> **TASK TO CARRY OUT**: When you reach the line containing "Target = white car" in the records below, start copying exactly, and stop once you have copied the line containing "Target = red bus".

> **SOURCE MATERIAL**:
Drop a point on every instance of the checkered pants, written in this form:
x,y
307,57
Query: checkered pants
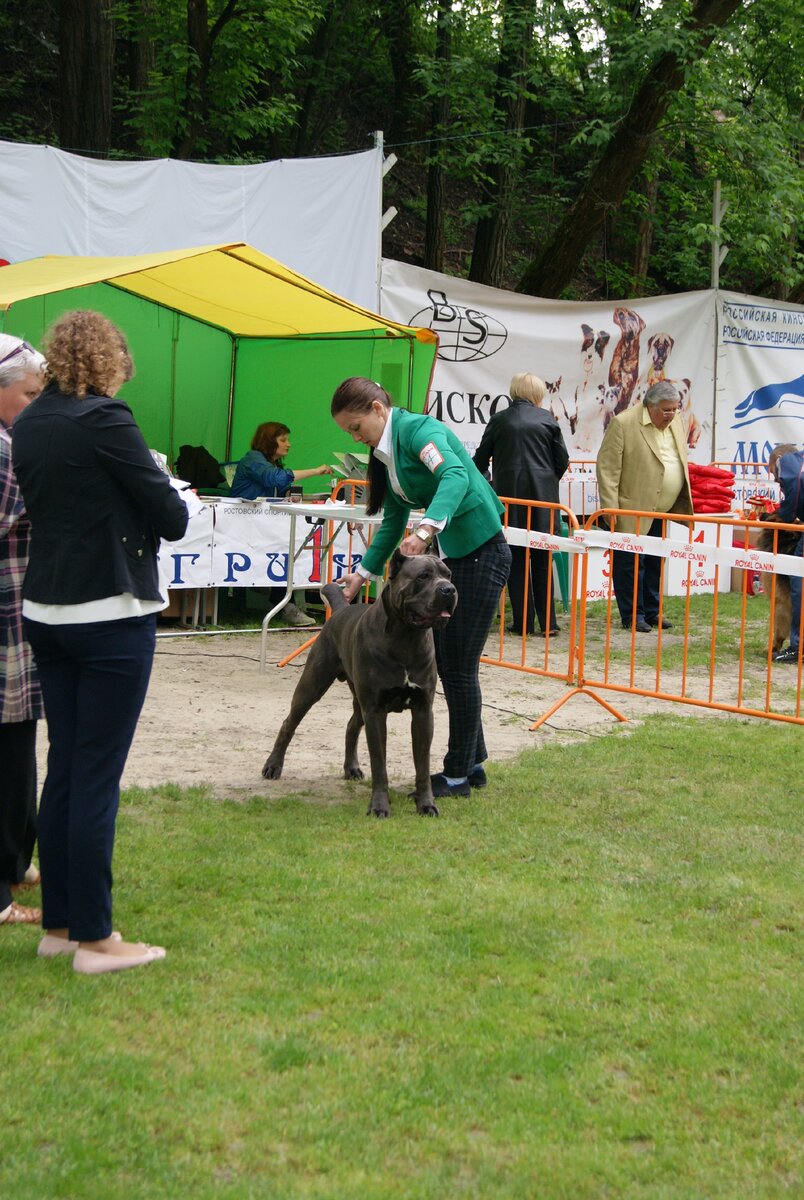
x,y
479,579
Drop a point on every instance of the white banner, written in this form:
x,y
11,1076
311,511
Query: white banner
x,y
595,358
319,216
239,544
760,377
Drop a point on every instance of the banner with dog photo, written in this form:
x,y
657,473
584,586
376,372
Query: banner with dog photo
x,y
760,379
597,359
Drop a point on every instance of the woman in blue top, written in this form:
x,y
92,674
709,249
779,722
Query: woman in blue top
x,y
262,472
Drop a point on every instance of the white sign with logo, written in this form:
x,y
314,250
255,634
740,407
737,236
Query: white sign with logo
x,y
597,359
760,377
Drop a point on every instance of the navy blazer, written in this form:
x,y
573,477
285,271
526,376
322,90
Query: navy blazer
x,y
96,501
528,456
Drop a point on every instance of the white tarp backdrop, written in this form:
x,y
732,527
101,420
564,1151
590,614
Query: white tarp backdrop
x,y
595,358
760,377
319,216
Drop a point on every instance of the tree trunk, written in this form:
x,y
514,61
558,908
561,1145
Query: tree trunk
x,y
201,43
435,234
645,234
623,157
396,18
491,235
85,73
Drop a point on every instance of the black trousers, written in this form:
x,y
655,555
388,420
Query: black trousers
x,y
479,579
17,803
94,682
535,601
647,583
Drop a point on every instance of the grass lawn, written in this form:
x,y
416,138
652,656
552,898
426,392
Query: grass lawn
x,y
583,982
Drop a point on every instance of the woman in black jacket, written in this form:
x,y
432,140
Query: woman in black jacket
x,y
97,504
528,456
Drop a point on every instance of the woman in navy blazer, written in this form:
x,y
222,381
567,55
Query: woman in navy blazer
x,y
528,456
97,504
418,462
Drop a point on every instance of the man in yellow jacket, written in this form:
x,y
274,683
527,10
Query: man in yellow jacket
x,y
642,465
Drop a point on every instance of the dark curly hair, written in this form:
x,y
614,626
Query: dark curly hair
x,y
87,353
265,439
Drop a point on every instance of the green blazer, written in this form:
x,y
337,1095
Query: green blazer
x,y
439,477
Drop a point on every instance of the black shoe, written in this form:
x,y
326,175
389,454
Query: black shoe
x,y
789,655
441,787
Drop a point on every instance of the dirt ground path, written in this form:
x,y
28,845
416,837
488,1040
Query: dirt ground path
x,y
210,718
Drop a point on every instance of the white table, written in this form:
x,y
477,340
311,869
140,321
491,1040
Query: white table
x,y
337,515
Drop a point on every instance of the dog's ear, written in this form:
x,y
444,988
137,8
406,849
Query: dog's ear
x,y
395,564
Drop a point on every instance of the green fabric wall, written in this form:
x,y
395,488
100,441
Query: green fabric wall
x,y
180,393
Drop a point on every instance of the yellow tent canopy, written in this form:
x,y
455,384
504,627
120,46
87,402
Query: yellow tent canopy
x,y
225,337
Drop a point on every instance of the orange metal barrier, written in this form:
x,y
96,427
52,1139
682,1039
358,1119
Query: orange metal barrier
x,y
517,651
717,655
709,659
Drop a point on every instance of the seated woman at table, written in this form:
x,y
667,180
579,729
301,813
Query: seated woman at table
x,y
262,472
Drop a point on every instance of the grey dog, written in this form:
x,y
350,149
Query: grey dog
x,y
385,653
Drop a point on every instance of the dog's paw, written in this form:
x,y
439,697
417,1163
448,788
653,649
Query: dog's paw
x,y
427,810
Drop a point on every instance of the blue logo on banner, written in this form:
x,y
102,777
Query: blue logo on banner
x,y
465,335
765,403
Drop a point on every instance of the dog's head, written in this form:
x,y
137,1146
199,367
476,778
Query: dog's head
x,y
777,541
420,591
629,322
659,347
594,342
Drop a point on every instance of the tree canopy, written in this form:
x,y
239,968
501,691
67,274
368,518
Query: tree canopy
x,y
564,147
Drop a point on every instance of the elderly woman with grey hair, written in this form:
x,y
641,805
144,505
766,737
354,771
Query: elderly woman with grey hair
x,y
642,465
21,700
528,456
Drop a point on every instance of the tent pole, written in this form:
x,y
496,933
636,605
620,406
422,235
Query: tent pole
x,y
174,343
229,415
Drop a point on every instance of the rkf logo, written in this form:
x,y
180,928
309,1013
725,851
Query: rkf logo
x,y
768,402
465,335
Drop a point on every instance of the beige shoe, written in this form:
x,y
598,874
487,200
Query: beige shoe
x,y
96,963
292,615
31,879
18,915
52,947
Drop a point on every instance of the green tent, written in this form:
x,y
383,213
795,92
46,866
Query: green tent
x,y
223,339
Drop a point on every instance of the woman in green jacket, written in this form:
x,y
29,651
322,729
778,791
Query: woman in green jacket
x,y
415,462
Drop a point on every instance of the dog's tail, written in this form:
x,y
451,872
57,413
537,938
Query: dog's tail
x,y
334,597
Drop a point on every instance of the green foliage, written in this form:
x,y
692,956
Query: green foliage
x,y
582,982
305,77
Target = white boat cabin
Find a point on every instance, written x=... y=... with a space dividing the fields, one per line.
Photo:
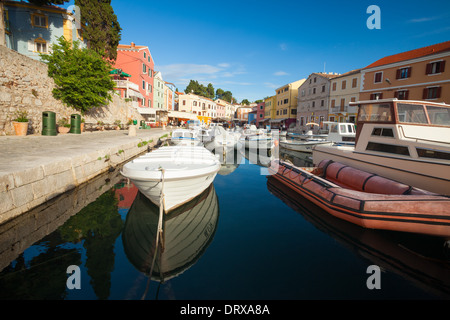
x=404 y=128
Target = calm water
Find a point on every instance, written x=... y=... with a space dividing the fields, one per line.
x=246 y=237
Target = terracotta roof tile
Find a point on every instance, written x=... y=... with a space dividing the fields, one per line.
x=412 y=54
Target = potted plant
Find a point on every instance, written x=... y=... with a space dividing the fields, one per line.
x=118 y=124
x=100 y=125
x=63 y=125
x=20 y=123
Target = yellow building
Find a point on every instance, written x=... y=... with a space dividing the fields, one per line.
x=286 y=104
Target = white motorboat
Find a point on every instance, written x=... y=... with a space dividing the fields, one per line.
x=174 y=174
x=302 y=145
x=404 y=140
x=185 y=137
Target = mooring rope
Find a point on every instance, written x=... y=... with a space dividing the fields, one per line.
x=158 y=232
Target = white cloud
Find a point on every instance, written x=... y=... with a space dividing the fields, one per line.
x=280 y=73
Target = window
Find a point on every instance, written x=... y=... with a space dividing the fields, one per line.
x=38 y=20
x=40 y=45
x=427 y=153
x=435 y=67
x=375 y=112
x=378 y=77
x=404 y=73
x=383 y=132
x=432 y=93
x=376 y=96
x=388 y=148
x=412 y=113
x=401 y=94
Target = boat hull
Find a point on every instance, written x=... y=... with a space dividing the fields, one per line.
x=429 y=175
x=302 y=146
x=171 y=176
x=421 y=212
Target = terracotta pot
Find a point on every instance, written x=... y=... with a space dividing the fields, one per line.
x=21 y=128
x=63 y=130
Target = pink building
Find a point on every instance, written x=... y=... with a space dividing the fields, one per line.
x=137 y=61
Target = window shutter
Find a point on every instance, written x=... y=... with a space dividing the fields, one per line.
x=30 y=45
x=442 y=66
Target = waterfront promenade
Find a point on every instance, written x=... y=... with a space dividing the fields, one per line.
x=36 y=168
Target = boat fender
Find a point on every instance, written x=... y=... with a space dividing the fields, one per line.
x=324 y=168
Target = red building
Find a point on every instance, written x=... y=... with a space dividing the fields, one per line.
x=136 y=61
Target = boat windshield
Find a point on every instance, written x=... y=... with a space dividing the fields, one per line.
x=416 y=113
x=375 y=112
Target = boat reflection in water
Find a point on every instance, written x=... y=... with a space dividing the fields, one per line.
x=186 y=233
x=420 y=259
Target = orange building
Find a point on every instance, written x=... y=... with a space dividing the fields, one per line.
x=418 y=74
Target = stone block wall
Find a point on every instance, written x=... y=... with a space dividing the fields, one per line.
x=25 y=85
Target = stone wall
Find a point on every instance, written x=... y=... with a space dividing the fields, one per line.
x=24 y=85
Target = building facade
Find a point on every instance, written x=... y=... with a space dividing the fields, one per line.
x=138 y=62
x=313 y=101
x=260 y=114
x=343 y=90
x=31 y=30
x=419 y=74
x=286 y=105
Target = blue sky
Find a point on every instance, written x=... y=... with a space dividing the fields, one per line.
x=253 y=47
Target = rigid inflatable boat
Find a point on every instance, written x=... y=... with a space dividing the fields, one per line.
x=367 y=199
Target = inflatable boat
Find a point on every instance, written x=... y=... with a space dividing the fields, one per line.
x=367 y=199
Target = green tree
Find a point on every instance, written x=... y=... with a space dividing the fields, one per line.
x=81 y=75
x=210 y=91
x=100 y=26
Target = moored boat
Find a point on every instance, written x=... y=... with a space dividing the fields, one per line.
x=366 y=199
x=405 y=140
x=171 y=176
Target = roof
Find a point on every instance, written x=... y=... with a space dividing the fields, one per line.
x=412 y=54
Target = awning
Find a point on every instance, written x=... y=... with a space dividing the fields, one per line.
x=182 y=115
x=120 y=73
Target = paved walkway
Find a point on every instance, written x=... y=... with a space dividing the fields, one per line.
x=33 y=150
x=36 y=168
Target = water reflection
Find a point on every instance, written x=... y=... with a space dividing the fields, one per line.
x=186 y=233
x=40 y=245
x=420 y=259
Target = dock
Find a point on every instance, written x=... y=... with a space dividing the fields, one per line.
x=35 y=168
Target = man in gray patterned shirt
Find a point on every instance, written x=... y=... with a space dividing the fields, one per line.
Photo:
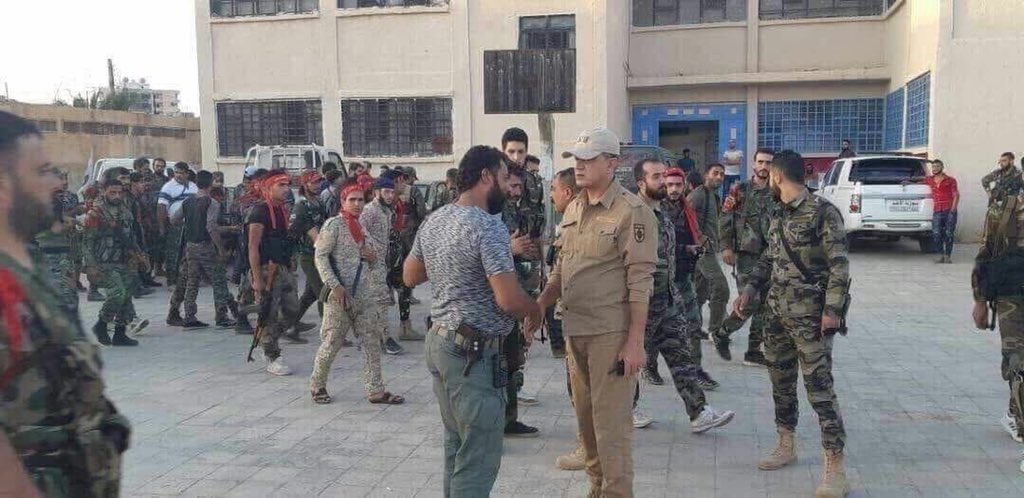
x=466 y=253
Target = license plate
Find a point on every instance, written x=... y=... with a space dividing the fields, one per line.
x=903 y=205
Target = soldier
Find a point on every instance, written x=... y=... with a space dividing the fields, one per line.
x=205 y=254
x=603 y=277
x=667 y=327
x=270 y=253
x=67 y=436
x=743 y=236
x=997 y=282
x=171 y=196
x=806 y=276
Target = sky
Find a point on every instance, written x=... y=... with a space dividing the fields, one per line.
x=59 y=47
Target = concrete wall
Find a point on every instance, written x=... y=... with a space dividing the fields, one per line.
x=73 y=151
x=976 y=92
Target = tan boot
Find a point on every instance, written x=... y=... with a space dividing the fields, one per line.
x=573 y=460
x=833 y=478
x=408 y=333
x=783 y=454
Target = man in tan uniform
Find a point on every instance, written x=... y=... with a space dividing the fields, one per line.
x=604 y=278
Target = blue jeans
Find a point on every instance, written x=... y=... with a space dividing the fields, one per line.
x=943 y=227
x=473 y=413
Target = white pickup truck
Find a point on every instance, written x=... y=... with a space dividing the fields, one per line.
x=882 y=196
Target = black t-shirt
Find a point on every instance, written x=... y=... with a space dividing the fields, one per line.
x=275 y=245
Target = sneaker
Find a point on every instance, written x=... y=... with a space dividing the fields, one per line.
x=651 y=376
x=640 y=419
x=755 y=359
x=722 y=346
x=278 y=367
x=709 y=419
x=1010 y=425
x=519 y=429
x=391 y=346
x=194 y=324
x=706 y=382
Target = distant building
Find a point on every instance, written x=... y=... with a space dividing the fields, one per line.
x=146 y=99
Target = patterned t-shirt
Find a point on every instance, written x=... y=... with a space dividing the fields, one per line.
x=461 y=247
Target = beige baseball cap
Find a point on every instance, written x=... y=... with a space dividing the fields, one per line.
x=592 y=143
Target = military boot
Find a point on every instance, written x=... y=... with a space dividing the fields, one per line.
x=783 y=454
x=100 y=331
x=120 y=338
x=408 y=333
x=833 y=478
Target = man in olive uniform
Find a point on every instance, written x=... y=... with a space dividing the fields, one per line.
x=306 y=219
x=67 y=436
x=743 y=236
x=806 y=275
x=110 y=247
x=997 y=282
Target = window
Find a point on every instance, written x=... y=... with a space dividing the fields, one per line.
x=801 y=9
x=916 y=110
x=235 y=8
x=894 y=121
x=543 y=32
x=668 y=12
x=528 y=81
x=390 y=3
x=408 y=127
x=241 y=125
x=819 y=126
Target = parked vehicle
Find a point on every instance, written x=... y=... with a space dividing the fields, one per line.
x=882 y=196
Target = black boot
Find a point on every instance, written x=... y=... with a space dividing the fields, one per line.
x=100 y=331
x=120 y=338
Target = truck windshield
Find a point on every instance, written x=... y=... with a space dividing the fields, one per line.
x=883 y=171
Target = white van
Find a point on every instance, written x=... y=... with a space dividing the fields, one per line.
x=882 y=196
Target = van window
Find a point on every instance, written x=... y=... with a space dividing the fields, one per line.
x=882 y=171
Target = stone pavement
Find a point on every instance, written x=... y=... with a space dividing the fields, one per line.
x=919 y=387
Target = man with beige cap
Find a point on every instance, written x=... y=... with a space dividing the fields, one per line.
x=604 y=279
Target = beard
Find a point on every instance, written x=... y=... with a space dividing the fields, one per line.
x=496 y=199
x=29 y=216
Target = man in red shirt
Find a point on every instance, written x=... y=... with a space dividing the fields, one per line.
x=946 y=198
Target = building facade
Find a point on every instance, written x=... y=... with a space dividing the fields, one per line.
x=419 y=81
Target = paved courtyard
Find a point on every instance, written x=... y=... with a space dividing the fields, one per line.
x=919 y=387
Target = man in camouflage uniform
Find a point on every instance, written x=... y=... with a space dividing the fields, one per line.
x=743 y=236
x=997 y=282
x=667 y=328
x=110 y=248
x=67 y=436
x=806 y=275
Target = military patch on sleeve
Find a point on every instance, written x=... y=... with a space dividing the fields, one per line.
x=639 y=232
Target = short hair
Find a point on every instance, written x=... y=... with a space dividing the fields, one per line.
x=791 y=164
x=204 y=179
x=566 y=177
x=11 y=129
x=515 y=134
x=477 y=159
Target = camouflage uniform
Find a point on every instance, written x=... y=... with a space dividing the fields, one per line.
x=308 y=214
x=109 y=243
x=364 y=317
x=794 y=342
x=710 y=280
x=743 y=229
x=669 y=331
x=1005 y=237
x=68 y=434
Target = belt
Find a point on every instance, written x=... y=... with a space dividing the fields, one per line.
x=462 y=337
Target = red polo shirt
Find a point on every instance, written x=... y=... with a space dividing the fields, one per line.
x=942 y=194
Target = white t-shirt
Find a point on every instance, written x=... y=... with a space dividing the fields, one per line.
x=731 y=160
x=173 y=194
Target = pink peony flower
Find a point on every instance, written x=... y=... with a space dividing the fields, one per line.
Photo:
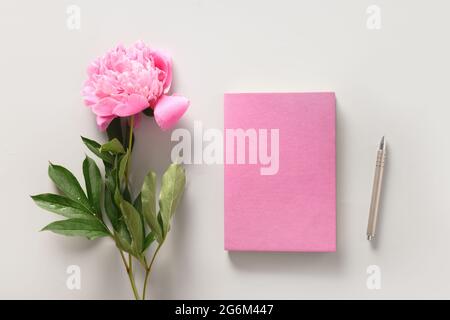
x=125 y=81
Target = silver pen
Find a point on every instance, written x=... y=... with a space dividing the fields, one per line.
x=376 y=190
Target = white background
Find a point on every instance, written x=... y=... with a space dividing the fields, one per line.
x=393 y=81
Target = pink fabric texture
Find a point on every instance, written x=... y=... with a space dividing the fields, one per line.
x=126 y=81
x=294 y=209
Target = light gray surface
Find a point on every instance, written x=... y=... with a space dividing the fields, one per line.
x=392 y=81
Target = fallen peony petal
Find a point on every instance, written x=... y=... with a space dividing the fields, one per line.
x=169 y=109
x=135 y=104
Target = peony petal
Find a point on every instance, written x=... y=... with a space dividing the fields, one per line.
x=169 y=109
x=105 y=106
x=103 y=122
x=135 y=104
x=164 y=62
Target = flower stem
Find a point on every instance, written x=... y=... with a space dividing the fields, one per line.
x=129 y=269
x=130 y=138
x=148 y=270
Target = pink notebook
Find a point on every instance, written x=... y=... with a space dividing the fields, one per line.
x=280 y=172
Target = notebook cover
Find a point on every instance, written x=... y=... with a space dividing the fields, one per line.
x=293 y=209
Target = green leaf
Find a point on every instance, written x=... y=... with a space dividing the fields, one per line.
x=172 y=187
x=123 y=240
x=148 y=199
x=68 y=184
x=94 y=186
x=60 y=205
x=114 y=130
x=95 y=148
x=134 y=225
x=112 y=211
x=123 y=165
x=148 y=241
x=91 y=228
x=113 y=146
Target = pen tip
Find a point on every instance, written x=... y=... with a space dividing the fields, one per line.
x=382 y=143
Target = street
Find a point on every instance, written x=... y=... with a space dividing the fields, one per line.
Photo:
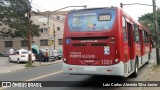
x=54 y=73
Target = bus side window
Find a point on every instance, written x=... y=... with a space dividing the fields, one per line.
x=124 y=29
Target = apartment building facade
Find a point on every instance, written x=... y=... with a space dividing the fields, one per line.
x=51 y=30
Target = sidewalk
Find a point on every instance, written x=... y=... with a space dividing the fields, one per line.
x=153 y=75
x=6 y=69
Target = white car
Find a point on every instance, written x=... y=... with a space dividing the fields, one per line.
x=20 y=56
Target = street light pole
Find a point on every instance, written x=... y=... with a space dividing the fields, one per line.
x=53 y=31
x=156 y=31
x=29 y=32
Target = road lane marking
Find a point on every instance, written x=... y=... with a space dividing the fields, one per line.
x=44 y=76
x=1 y=88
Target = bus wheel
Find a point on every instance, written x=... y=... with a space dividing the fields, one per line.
x=135 y=73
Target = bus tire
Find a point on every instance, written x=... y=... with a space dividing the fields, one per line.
x=135 y=73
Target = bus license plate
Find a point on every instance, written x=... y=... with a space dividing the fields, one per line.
x=90 y=69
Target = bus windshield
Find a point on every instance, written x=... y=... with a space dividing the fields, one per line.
x=91 y=20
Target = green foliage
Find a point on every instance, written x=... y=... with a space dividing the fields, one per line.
x=148 y=21
x=12 y=14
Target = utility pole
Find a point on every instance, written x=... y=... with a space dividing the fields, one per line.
x=121 y=5
x=29 y=32
x=156 y=31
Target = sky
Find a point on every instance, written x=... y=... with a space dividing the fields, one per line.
x=134 y=11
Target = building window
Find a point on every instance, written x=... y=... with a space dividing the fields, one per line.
x=8 y=44
x=58 y=28
x=58 y=17
x=44 y=42
x=44 y=30
x=24 y=43
x=60 y=41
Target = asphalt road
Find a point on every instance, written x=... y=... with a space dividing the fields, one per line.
x=54 y=73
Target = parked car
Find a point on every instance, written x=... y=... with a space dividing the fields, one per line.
x=4 y=54
x=20 y=56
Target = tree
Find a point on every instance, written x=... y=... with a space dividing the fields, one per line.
x=147 y=21
x=12 y=14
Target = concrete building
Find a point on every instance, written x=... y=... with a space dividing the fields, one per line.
x=51 y=31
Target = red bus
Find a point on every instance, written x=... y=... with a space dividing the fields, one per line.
x=104 y=41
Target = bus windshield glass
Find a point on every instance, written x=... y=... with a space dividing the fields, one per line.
x=91 y=20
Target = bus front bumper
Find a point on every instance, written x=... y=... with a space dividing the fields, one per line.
x=115 y=70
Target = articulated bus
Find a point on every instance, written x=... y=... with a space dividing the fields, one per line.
x=104 y=41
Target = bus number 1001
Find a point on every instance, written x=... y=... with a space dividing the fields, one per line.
x=106 y=62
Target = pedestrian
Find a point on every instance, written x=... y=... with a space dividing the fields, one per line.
x=11 y=51
x=46 y=55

> **EXERCISE RESULT**:
Target = white car
Find a point on every instance, written x=... y=... with a space dividing the fields, one per line.
x=20 y=56
Target = street light pole
Find a point on every instance, written x=... y=... with a space dividing the fields, one per line.
x=53 y=31
x=156 y=31
x=29 y=32
Target = road lane marking
Find a point on every instance, written x=... y=... with a space dividing the fields, one per line.
x=44 y=76
x=1 y=88
Target = bus wheel
Find a point on every instance, written x=... y=... with a space dividing the fields, one per line.
x=135 y=73
Target = bus tire
Find a point on every instance, written x=... y=... with a space dividing the fields, one per line.
x=135 y=73
Target = bus license plate
Find a point on every instance, written x=... y=... with a space dividing the fields, one per line.
x=90 y=69
Target = bus windshield
Find a point on every instance, written x=... y=... with a space dividing the fields, one per line.
x=91 y=20
Target = green foliage
Find a point on every instance, written x=... y=... with a space dividing the fields, one per line.
x=148 y=21
x=12 y=14
Target = utility pole
Find a point on every instance, written x=... y=... with a space dividing the fields, one per line.
x=121 y=5
x=29 y=32
x=156 y=31
Target = sky
Find a point on every instance, written x=... y=... with a space dividing the fields, one per line.
x=134 y=11
Target = building window
Find a point on every instance, written x=... y=... with a space dividing the fields, one per line.
x=8 y=44
x=58 y=28
x=58 y=17
x=44 y=42
x=44 y=30
x=24 y=43
x=60 y=41
Target = asphalt road
Find a point on every instance, written x=... y=... with a space dividing the fields, one per line.
x=54 y=73
Target = parked car
Find a point on every instance, written x=... y=... with a space dividing the fields, one per line.
x=4 y=54
x=20 y=56
Target = tree
Find a point on every instance, written x=... y=... with a space dividing the fields, one per line.
x=147 y=21
x=12 y=14
Target = concrete building
Find a point on every instance, written x=... y=... with a space dividing the fields, one per line.
x=51 y=31
Target = red bus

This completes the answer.